== Listed records

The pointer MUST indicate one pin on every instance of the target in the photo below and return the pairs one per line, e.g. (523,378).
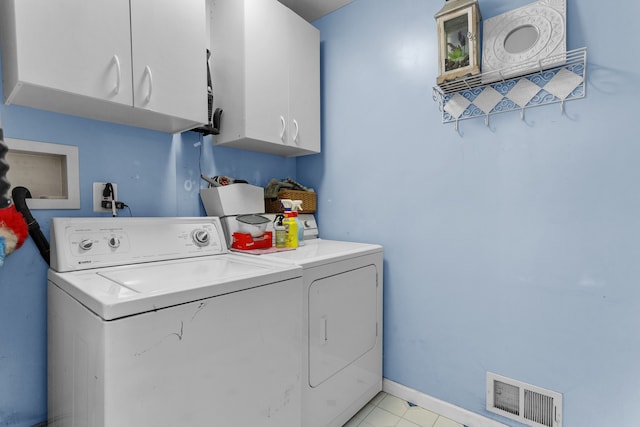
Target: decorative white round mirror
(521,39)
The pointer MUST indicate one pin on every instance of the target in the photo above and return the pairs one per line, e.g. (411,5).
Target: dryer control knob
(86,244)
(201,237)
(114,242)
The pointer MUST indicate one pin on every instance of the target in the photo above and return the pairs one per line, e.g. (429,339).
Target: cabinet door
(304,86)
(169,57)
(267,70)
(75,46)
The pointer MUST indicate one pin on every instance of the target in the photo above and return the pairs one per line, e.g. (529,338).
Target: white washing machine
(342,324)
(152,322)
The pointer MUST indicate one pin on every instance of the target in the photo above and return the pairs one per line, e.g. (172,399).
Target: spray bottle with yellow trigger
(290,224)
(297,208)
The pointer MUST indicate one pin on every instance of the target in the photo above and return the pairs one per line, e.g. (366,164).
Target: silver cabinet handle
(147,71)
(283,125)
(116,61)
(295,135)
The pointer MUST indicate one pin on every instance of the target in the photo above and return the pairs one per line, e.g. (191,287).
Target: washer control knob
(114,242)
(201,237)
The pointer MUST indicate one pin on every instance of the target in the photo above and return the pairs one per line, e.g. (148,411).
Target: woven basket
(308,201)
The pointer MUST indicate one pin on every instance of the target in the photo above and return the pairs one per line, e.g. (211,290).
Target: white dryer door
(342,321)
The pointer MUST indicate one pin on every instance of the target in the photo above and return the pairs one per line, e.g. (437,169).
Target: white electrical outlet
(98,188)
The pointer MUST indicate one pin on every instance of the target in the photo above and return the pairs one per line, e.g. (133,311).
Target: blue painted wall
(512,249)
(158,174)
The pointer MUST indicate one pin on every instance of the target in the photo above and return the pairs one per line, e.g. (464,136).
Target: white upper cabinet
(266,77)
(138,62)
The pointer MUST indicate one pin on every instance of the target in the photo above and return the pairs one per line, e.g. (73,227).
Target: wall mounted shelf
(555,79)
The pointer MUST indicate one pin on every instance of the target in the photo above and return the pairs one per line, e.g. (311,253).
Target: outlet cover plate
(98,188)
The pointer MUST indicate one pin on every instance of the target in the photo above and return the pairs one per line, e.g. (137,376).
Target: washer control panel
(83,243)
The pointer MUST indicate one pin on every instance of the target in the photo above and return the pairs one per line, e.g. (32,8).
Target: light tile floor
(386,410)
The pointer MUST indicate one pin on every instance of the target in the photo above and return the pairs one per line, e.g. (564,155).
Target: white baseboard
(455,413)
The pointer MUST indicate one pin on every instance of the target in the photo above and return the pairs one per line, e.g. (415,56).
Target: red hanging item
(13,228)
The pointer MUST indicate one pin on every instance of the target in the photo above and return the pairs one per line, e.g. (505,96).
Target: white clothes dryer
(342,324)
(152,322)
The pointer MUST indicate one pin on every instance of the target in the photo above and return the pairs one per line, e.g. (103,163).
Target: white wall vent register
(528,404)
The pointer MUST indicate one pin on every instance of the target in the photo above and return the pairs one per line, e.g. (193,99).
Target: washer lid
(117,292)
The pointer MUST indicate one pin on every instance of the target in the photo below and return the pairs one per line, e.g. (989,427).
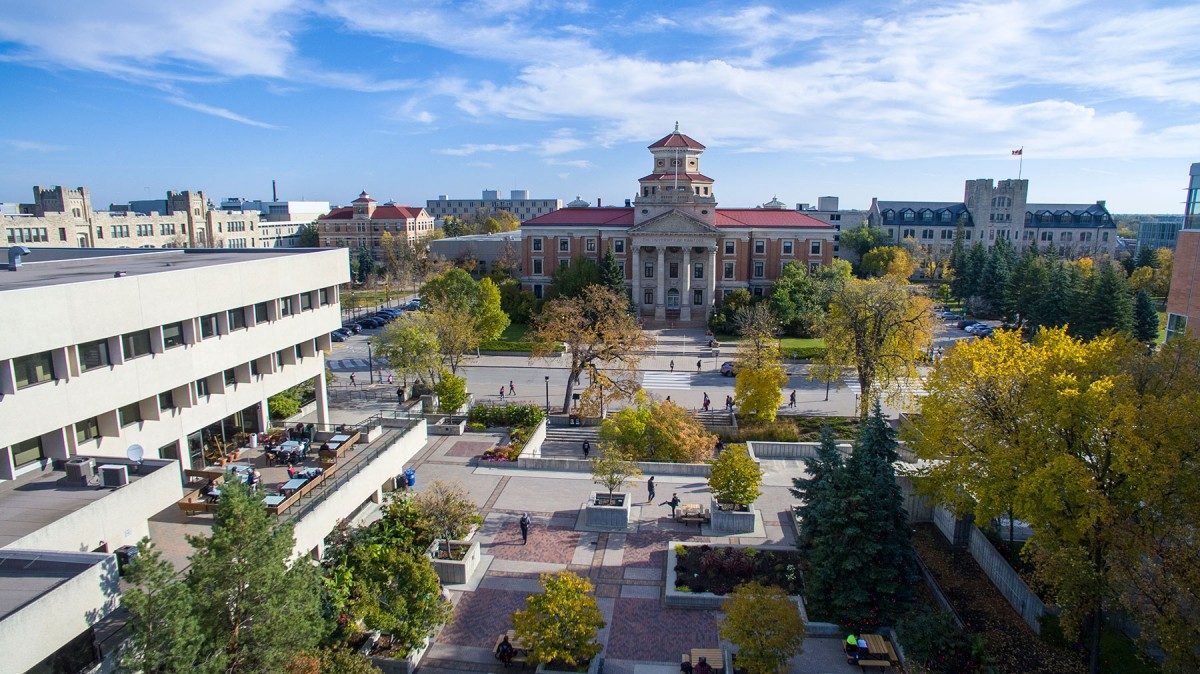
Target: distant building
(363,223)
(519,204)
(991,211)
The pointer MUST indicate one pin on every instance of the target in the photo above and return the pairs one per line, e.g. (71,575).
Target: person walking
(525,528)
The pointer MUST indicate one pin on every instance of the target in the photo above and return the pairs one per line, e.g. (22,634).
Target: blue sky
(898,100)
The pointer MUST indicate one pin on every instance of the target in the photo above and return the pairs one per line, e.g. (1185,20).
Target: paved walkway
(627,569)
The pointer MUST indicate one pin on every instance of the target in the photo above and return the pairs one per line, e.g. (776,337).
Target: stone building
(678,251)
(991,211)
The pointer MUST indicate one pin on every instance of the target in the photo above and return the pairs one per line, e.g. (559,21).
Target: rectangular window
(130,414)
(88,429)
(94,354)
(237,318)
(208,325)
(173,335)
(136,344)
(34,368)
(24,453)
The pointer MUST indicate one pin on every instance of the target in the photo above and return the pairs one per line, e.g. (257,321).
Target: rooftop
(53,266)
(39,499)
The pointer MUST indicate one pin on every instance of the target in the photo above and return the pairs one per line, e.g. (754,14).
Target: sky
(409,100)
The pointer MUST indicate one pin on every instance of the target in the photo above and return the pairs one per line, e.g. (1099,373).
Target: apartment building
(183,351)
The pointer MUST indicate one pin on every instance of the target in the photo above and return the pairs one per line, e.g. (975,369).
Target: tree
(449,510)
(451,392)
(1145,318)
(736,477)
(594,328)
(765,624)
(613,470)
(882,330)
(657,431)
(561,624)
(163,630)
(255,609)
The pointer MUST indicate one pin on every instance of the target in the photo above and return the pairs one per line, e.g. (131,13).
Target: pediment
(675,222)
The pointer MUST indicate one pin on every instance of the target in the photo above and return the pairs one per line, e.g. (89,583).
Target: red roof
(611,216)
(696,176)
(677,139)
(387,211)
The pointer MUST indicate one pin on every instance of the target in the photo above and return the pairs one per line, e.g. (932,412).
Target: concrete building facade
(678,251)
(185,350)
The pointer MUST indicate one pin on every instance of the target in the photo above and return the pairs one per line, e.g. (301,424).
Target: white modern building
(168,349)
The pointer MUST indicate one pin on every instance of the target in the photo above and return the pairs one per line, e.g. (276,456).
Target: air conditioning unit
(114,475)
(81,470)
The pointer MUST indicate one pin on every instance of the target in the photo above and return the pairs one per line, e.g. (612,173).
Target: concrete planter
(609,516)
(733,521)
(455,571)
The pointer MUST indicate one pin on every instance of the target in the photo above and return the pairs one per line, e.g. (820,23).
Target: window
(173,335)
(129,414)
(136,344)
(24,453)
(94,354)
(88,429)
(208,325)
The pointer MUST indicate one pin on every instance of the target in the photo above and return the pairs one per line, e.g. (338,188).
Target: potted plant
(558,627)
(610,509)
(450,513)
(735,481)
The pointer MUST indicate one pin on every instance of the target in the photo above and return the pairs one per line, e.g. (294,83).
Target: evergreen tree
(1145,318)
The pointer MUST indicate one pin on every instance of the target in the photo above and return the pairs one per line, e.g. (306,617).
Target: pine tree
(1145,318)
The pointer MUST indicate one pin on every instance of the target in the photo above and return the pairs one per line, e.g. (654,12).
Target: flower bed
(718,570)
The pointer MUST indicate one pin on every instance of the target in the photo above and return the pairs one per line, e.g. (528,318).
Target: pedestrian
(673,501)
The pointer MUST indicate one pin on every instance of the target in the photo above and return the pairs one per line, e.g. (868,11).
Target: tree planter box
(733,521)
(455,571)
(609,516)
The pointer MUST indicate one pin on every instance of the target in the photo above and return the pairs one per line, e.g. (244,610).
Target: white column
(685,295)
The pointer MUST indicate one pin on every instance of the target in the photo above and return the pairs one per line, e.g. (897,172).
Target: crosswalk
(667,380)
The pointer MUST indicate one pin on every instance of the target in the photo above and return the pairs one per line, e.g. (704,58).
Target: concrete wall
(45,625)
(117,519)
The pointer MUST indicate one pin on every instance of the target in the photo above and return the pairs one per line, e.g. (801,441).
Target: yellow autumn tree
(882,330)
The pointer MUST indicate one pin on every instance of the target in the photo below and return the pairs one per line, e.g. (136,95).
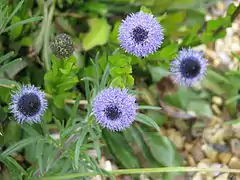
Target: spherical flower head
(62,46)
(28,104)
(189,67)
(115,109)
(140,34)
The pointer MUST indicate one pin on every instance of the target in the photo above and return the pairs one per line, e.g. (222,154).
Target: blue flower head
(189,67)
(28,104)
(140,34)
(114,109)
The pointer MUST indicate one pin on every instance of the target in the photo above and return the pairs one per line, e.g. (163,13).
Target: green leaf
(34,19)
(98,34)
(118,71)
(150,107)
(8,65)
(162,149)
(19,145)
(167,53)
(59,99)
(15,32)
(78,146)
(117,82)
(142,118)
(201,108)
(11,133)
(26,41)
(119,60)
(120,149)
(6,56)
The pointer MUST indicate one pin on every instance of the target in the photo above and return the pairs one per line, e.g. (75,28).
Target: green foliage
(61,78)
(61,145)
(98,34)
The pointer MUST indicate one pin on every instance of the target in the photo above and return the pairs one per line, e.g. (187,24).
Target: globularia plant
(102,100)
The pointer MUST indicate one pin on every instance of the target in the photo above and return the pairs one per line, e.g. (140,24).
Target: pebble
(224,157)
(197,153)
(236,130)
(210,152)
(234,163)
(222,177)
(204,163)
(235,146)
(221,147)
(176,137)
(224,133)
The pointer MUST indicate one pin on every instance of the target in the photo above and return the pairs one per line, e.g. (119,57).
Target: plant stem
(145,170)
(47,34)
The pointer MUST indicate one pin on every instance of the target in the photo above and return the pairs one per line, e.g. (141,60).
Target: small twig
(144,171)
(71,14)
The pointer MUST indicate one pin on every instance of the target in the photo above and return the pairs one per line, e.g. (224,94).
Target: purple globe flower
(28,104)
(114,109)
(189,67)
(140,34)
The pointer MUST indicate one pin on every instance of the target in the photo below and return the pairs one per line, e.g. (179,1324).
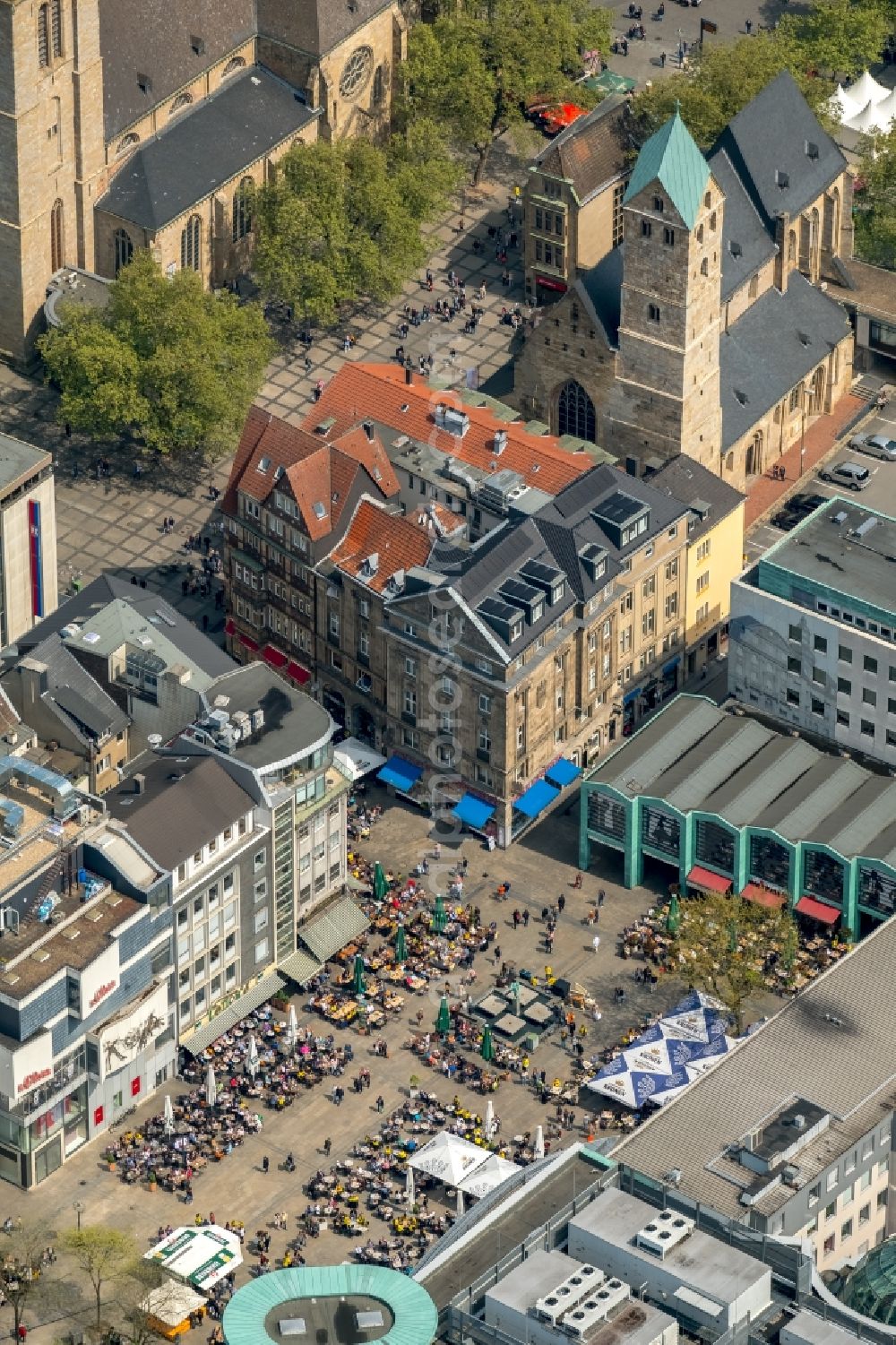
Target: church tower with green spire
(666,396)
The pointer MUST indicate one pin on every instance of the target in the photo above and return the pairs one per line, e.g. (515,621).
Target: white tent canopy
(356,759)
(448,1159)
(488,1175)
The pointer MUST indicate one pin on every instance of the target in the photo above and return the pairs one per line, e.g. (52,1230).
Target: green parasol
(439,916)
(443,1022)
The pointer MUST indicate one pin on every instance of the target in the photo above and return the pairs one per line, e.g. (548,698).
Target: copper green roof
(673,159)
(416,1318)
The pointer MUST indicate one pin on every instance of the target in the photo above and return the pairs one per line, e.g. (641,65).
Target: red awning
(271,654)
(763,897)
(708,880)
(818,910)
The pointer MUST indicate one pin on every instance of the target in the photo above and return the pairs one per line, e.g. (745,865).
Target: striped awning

====

* [Written problem]:
Quote precisely the lines of the data from the line containing "line, e.g. (119,57)." through its final line, both included, excluding pictures.

* [Response to this exercise]:
The pointer MUST indicate one pin on every instance of the target in the photo above and return the pairs one per line, e.g. (119,57).
Target: plant stem
(145,170)
(47,34)
The pointer MUST indicate one pin on every instance of the target in the photo above and return the pairs one per line, e.g. (141,60).
Target: small twig
(144,171)
(71,14)
The pointer MUST indicate one pin on every instance of the target in the photo above and return the pairs one per line, e.g. (224,94).
Target: purple globe flower
(28,104)
(114,109)
(189,67)
(140,34)
The pointer MUST indicate one pin on every instance of the target in the photo below and return the pairs one per line, e.g. (179,1324).
Target: church tower with green spire
(666,396)
The pointer MUST indicate one pin on every instance of the target in the photo above and return the pairs one per line, e.g. (515,621).
Target: white tent canopy
(356,759)
(448,1159)
(488,1175)
The pointer MUST indicate one pin on every instance of the target in the photo above and return the pairs one per line, e.g. (52,1230).
Target: green parasol
(439,916)
(443,1022)
The pointer MUST indicate one pin on every instance of the target in the photo above and return the pairs one per line, e.g. (548,698).
Target: copper green roof
(673,159)
(416,1318)
The pointer MUST indicate one pin on every instance of the target in the photo above and return the pairs one per line, e.g. (641,65).
Target: red awning
(271,654)
(763,897)
(708,880)
(818,910)
The pointer MUST indicate one pin on every instance of the target in the photo above and return the pairs one per line, e.g. (745,865).
Target: striped awning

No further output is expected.